# Problem details:
Please put every line of the entries below into a JSON list of strings, one string per line, and leave out the blank lines.

# Records to process:
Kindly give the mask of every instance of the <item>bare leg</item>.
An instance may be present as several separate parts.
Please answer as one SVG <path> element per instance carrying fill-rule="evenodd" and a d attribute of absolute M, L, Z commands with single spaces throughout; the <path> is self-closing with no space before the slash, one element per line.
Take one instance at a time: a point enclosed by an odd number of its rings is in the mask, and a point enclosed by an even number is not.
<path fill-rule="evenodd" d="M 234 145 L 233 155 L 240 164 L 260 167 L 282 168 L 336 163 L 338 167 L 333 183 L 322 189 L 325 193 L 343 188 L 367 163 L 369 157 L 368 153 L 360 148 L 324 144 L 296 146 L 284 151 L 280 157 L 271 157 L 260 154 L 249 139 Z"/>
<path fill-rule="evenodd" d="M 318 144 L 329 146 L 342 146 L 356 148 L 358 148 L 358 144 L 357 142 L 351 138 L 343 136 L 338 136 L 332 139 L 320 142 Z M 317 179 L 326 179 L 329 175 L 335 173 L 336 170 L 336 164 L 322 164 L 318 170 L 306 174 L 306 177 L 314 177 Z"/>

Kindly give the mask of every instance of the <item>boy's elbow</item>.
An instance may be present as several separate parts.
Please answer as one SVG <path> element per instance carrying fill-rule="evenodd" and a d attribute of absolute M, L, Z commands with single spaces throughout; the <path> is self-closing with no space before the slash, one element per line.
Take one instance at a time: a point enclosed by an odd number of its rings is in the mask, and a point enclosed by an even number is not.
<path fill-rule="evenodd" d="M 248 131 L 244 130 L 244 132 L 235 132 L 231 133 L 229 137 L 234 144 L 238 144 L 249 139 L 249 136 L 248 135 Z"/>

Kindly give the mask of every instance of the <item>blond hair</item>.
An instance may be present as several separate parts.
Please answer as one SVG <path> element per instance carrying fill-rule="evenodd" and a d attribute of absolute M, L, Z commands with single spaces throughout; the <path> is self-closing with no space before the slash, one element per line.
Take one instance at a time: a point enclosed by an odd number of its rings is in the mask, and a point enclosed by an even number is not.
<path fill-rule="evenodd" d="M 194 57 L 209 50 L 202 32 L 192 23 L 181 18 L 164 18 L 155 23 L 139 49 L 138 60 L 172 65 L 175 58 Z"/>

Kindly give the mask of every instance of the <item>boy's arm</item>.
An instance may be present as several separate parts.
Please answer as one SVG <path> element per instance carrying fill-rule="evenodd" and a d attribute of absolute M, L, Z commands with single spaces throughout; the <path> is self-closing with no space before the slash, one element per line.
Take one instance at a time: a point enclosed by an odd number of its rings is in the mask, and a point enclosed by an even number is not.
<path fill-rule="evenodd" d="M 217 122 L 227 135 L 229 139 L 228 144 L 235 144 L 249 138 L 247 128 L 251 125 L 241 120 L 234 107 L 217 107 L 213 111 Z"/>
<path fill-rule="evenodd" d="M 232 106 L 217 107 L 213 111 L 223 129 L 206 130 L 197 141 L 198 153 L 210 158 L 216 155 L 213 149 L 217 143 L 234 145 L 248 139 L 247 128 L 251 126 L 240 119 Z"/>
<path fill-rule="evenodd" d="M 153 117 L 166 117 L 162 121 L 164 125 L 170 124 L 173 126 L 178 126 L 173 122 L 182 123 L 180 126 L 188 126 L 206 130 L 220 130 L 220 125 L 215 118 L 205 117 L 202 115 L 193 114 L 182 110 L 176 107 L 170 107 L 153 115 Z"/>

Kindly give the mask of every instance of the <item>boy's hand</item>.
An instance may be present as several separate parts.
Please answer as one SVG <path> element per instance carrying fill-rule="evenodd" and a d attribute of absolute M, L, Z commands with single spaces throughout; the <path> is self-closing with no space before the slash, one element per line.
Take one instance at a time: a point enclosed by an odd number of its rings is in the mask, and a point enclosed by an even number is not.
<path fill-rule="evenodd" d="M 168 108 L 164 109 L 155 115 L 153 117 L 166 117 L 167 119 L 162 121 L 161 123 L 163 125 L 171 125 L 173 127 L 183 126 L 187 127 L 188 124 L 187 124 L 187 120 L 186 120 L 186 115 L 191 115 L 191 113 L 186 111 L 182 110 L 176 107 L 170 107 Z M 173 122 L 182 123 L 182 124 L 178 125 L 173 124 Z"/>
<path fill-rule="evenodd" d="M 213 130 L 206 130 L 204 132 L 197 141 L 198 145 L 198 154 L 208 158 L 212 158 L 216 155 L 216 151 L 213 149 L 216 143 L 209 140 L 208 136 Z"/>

# Result for this task:
[
  "Kindly give the mask of every instance of the <item>bare leg</item>.",
  "An instance may be present as several separate parts.",
  "Please answer as one SVG <path> element per instance carrying fill-rule=\"evenodd\" and a d attribute of absolute M, L, Z commands with single spaces throughout; the <path> is self-closing with no space before the slash, one element per line.",
  "Take one instance at a time: a point enclosed by an odd number of its rings is in the mask, and a point enclosed by an even number is not.",
  "<path fill-rule=\"evenodd\" d=\"M 234 145 L 233 155 L 240 164 L 260 167 L 282 168 L 336 163 L 338 167 L 333 183 L 322 189 L 325 193 L 343 188 L 367 163 L 369 157 L 368 153 L 360 148 L 324 144 L 296 146 L 284 151 L 280 157 L 271 157 L 260 154 L 249 139 Z\"/>",
  "<path fill-rule=\"evenodd\" d=\"M 318 144 L 329 146 L 342 146 L 356 148 L 358 148 L 358 144 L 357 142 L 351 138 L 343 136 L 338 136 L 332 139 L 320 142 Z M 317 179 L 326 179 L 329 175 L 335 173 L 336 170 L 336 164 L 322 164 L 318 170 L 306 174 L 306 177 L 314 177 Z\"/>",
  "Kindly give the mask of every instance of the <item>boy's elbow</item>.",
  "An instance may be present as several separate parts.",
  "Please answer as one SVG <path> element per instance carrying fill-rule=\"evenodd\" and a d attribute of absolute M, L, Z commands with single spaces throughout; the <path> is self-closing with no space before the slash, one element per line.",
  "Take one instance at a time: a point enclosed by an odd number of its rings is in the mask, and a point enclosed by an even number is not.",
  "<path fill-rule=\"evenodd\" d=\"M 248 131 L 244 130 L 244 132 L 235 132 L 231 133 L 229 137 L 234 144 L 238 144 L 249 139 L 249 136 L 248 135 Z\"/>",
  "Kindly give the mask of every instance of the <item>blond hair</item>.",
  "An instance may be present as several separate parts.",
  "Please answer as one SVG <path> element per instance carrying fill-rule=\"evenodd\" and a d attribute of absolute M, L, Z commands with single spaces throughout; the <path> is self-closing with no space before the slash, one element per line.",
  "Take one instance at a time: a point enclosed by an odd number of its rings is in the mask, and a point enclosed by an even number is not.",
  "<path fill-rule=\"evenodd\" d=\"M 194 57 L 209 50 L 202 32 L 192 23 L 181 18 L 164 18 L 155 23 L 139 49 L 138 60 L 172 65 L 175 58 Z\"/>",
  "Kindly give the mask of every instance of the <item>boy's arm</item>.",
  "An instance may be present as several separate parts.",
  "Please answer as one SVG <path> element per instance carrying fill-rule=\"evenodd\" and a d attribute of absolute M, L, Z commands with single spaces throughout; the <path> is self-closing with no space before the slash, one element per line.",
  "Take one instance at a time: a point enclosed by an odd number of its rings is in the mask, and a point enclosed by an even number is not.",
  "<path fill-rule=\"evenodd\" d=\"M 217 122 L 227 135 L 229 139 L 228 144 L 235 144 L 249 138 L 247 128 L 251 125 L 241 120 L 234 107 L 217 107 L 213 111 Z\"/>",
  "<path fill-rule=\"evenodd\" d=\"M 232 106 L 217 107 L 213 111 L 223 129 L 206 130 L 197 141 L 198 153 L 210 158 L 216 155 L 213 149 L 217 143 L 234 145 L 248 139 L 247 128 L 251 126 L 240 119 Z\"/>",
  "<path fill-rule=\"evenodd\" d=\"M 153 117 L 166 117 L 162 121 L 164 125 L 170 124 L 173 126 L 178 126 L 173 122 L 182 123 L 180 126 L 188 126 L 206 130 L 220 130 L 220 125 L 215 118 L 205 117 L 202 115 L 193 114 L 182 110 L 176 107 L 170 107 L 153 115 Z\"/>",
  "Kindly give the mask of every instance of the <item>boy's hand</item>.",
  "An instance may be present as several separate parts.",
  "Please answer as one SVG <path> element per instance carrying fill-rule=\"evenodd\" and a d attribute of absolute M, L, Z commands with single spaces throughout; the <path> is self-closing with no space before the slash, one element per line.",
  "Take one instance at a time: a point enclosed by an odd number of its rings is in the mask, and a point enclosed by an even number is not.",
  "<path fill-rule=\"evenodd\" d=\"M 168 108 L 164 109 L 155 115 L 153 117 L 166 117 L 167 119 L 162 121 L 161 123 L 163 125 L 171 125 L 173 127 L 183 126 L 187 127 L 188 124 L 187 124 L 187 120 L 186 120 L 186 115 L 191 115 L 191 113 L 186 111 L 182 110 L 176 107 L 170 107 Z M 173 122 L 182 123 L 182 124 L 178 125 L 173 124 Z\"/>",
  "<path fill-rule=\"evenodd\" d=\"M 213 130 L 206 130 L 204 132 L 197 141 L 198 145 L 198 154 L 208 158 L 212 158 L 216 155 L 216 151 L 213 149 L 216 143 L 209 140 L 208 136 Z\"/>"
]